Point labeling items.
※ ※ ※

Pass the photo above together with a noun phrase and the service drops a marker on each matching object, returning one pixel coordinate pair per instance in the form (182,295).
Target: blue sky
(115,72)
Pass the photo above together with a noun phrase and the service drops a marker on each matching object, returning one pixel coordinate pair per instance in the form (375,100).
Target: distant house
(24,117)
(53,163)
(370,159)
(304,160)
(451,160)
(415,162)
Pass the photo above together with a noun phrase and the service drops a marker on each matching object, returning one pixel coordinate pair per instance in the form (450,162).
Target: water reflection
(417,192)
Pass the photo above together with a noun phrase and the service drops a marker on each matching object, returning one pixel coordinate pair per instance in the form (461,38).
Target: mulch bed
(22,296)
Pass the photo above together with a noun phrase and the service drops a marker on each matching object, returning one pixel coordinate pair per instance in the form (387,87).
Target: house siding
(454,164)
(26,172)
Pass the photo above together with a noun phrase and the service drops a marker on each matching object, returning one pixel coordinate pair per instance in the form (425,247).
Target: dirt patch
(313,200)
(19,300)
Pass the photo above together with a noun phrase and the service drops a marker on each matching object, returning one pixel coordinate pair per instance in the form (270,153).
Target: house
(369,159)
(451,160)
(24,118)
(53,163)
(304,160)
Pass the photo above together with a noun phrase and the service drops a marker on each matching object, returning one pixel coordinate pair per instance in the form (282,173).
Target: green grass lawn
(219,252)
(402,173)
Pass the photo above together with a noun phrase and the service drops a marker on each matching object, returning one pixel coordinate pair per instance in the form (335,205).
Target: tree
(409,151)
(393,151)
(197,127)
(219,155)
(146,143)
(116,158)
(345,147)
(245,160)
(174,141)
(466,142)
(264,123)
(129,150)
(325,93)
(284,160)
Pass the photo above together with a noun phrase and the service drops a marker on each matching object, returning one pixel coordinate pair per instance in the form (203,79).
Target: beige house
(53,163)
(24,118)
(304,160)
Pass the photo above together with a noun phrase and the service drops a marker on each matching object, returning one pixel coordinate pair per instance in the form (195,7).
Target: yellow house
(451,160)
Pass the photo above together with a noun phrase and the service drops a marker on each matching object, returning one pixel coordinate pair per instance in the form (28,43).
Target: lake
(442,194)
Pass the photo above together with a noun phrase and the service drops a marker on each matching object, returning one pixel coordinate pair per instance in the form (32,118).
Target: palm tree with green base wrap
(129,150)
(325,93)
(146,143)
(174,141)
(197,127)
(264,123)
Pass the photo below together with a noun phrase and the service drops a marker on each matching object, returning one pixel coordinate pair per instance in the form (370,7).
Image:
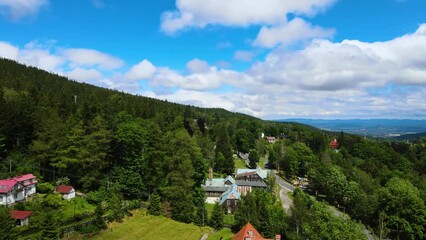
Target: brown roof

※ ※ ※

TASK DETAILS.
Copy out every item above word for word, leaving out the pictures.

FULL OUTPUT.
Pass the photo above together with a noun phrase and the service drops a marker on each matching object, returning one pixel coordinate pair per instance in the form (182,295).
Target: blue sky
(115,72)
Pass the photo above together with a noun phrase and the service drops a marker on each matching object, returning one pixel coordinate pair per instance in the form (375,100).
Target: distant house
(24,117)
(53,163)
(370,159)
(304,160)
(451,160)
(415,162)
Pass the photo above together with a noun phrase and the service drops a marker on each matching object, returning one pixel coordinate pair per instance in the form (450,162).
Target: water reflection
(417,192)
Pass the photo above together with a noun phrase and the service drops a marker on each matching object, returning one pixel coordinate pair per instance in the form (461,38).
Target: mulch bed
(22,296)
Pass the photo above together with a noun phrase and the service drops a marker on each matching object, returning one pixel coordinate pair per instance in the form (387,87).
Target: house siding
(454,164)
(26,172)
Pass the photo above together with a noun phrase and the service drops a marker on each matching object, returning one pixel coordinate pair per instance in the form (425,247).
Target: dirt patch
(313,200)
(19,300)
Pass the photo above together with a noun phrase and the service drops a marker on each matching object, returning one pixel coordinate pair per instance in the form (270,153).
Target: house
(369,159)
(451,160)
(24,118)
(53,163)
(304,160)
Pass the photo above together with a noun phrase and the service drops a marker on each matching object, returning one pixel coordinate pair per instance in the form (282,173).
Target: green grass lawn
(219,252)
(402,173)
Pass the photo above together with a noun phrase and the service drops a marker on each matching object, returning one pixel coordinate pair per instance in the form (335,205).
Target: tree
(409,151)
(393,151)
(197,127)
(219,155)
(146,143)
(116,158)
(345,147)
(245,160)
(174,141)
(466,142)
(264,123)
(129,150)
(325,93)
(284,160)
Pass the photo above together with a noun phrase and the service drops a marker on each matching object, returning one pixel coordinate pair per instance in the form (203,79).
Target: beige house
(53,163)
(24,118)
(304,160)
Pass the photo above together with a noun phrase and the service drops a marker on each matching object, returning one pixel coordinate pair per instance in the form (195,7).
Target: yellow house
(451,160)
Pass the photo above together with a noun phrase and the service drops a marker on each matching object, returning one pixel coordinate pair per instance in the form (28,43).
Target: lake
(442,194)
Pass the photo above together with a noun phrase and the service drops a marker on each matching object, returning one pixel coordinate pair per instance in the form (32,118).
Target: palm tree with green base wrap
(129,150)
(325,93)
(146,143)
(174,141)
(197,127)
(264,123)
Pass the photo below together with a noun phrase and the service drops a marker on each matching object, returning one pixel coordinate pair per instance in the form (370,7).
Image:
Target: brown roof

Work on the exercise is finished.